◆ Directions for this task:
Return each line below that contains the word "rear". Case counts.

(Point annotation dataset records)
....

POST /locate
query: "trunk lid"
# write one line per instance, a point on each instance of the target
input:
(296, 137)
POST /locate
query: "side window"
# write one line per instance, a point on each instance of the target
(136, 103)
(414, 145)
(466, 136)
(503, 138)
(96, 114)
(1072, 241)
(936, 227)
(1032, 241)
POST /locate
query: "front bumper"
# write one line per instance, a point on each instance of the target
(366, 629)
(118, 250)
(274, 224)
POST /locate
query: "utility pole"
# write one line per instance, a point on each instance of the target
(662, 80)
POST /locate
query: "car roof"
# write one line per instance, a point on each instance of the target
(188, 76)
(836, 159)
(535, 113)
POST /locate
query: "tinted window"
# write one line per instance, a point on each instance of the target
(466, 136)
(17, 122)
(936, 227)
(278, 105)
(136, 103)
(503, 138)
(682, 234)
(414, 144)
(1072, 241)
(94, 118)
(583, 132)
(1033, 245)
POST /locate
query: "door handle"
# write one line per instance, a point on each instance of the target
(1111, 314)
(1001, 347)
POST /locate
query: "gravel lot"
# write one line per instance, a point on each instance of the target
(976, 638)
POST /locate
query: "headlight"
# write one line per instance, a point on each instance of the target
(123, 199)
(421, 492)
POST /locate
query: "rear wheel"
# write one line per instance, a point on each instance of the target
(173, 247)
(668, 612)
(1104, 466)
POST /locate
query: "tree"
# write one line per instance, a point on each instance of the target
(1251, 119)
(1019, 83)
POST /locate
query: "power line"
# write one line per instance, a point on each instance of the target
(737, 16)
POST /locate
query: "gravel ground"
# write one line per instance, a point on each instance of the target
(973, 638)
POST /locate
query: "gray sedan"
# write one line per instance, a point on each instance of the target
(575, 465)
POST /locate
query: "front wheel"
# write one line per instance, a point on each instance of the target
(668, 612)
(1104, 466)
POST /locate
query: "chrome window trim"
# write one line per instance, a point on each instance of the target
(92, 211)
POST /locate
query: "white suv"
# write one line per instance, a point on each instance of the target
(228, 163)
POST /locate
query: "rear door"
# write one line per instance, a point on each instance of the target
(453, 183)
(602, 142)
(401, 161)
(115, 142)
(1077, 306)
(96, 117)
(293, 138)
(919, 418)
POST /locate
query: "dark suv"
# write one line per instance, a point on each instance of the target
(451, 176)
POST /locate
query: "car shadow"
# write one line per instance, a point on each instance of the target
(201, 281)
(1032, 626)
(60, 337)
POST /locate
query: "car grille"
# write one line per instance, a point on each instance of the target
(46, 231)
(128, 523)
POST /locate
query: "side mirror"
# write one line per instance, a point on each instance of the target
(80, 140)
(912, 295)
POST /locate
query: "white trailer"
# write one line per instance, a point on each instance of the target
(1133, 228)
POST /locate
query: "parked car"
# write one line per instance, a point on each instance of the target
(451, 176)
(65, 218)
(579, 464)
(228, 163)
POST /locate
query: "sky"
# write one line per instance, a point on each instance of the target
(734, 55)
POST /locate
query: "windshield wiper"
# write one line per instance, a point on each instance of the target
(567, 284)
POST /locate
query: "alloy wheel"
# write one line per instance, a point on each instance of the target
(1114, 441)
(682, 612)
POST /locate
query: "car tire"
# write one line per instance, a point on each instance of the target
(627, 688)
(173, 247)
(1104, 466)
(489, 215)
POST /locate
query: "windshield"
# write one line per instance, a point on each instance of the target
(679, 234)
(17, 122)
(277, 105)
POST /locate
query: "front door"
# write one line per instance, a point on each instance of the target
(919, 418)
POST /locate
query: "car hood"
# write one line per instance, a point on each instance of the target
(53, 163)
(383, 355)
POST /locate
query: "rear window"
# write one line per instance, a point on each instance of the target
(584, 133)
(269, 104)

....

◆ The answer:
query: "rear wheel"
query: "rear door"
query: "rear window"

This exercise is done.